_RECORDS SUPPLIED_:

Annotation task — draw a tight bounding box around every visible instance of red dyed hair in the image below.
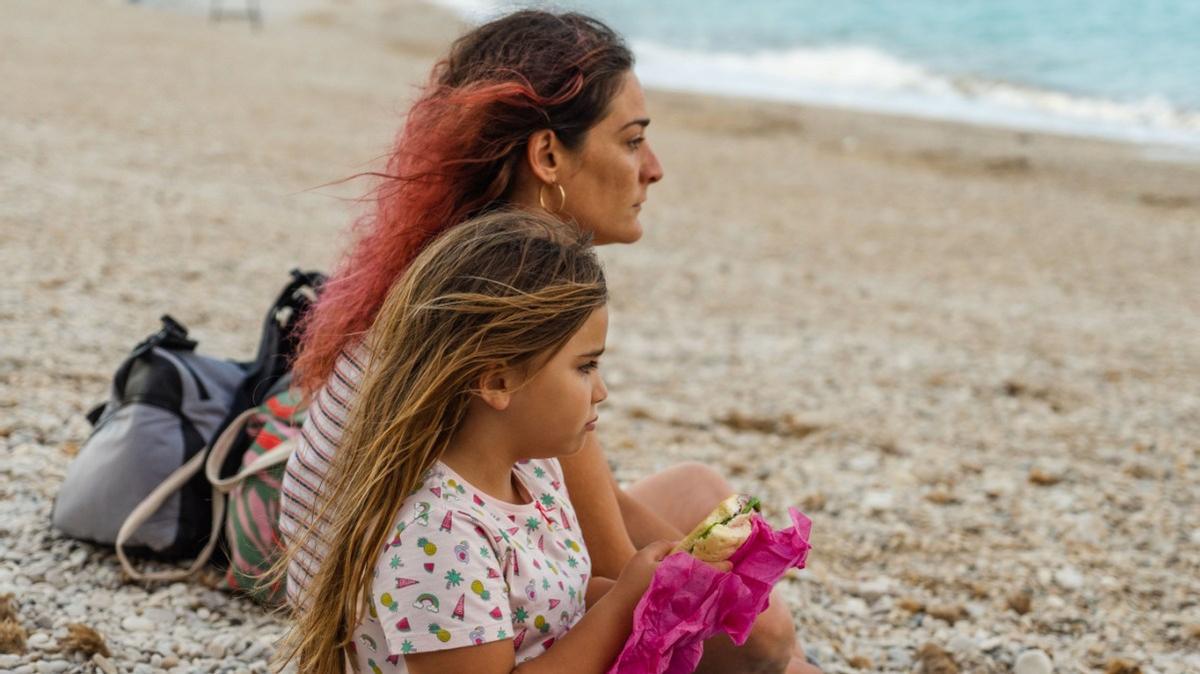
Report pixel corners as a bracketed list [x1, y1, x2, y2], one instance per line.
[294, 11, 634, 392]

...

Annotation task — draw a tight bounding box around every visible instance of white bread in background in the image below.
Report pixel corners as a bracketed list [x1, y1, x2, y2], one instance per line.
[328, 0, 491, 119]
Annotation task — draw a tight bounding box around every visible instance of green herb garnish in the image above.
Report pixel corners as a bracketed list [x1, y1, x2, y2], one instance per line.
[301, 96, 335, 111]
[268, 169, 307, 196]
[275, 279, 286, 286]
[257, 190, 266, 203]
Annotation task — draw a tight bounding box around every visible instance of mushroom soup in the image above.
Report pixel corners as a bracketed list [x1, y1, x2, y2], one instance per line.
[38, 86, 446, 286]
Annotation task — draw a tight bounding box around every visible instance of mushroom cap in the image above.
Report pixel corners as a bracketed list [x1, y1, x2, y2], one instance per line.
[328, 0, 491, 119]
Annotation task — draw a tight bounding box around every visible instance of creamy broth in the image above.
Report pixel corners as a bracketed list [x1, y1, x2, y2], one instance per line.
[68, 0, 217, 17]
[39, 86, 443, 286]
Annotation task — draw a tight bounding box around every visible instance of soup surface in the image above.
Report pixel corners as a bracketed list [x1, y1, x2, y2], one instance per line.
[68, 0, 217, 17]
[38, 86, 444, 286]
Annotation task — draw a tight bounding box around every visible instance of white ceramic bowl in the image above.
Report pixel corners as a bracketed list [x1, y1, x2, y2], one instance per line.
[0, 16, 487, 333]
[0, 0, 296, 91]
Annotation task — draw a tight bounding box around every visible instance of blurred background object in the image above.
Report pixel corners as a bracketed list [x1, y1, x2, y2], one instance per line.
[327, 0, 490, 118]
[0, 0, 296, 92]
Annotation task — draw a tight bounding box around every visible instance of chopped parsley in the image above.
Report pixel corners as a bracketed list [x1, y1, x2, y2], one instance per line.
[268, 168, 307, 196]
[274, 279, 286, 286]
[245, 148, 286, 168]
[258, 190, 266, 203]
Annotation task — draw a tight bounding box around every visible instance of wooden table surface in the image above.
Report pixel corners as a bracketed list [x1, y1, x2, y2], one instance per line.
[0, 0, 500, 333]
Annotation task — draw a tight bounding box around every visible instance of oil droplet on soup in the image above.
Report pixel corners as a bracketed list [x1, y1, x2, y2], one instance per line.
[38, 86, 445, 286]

_PROBLEM TO SOLVE_: Rewrite the part of the material that opens with the line containing "hair in the image below." and closes with the line containing "[294, 11, 634, 392]", replacing "pixel corners" with "pixel coordinates" and leaving everything else unchanged. Omit the pictures from your answer.

_TASK ANSWER_:
Annotation task — draw a tight bounding box around every visible instance of red dyed hair in the image below.
Report pixel coordinates as a bracketed list [x1, y1, x2, y2], one instance per line.
[294, 11, 634, 392]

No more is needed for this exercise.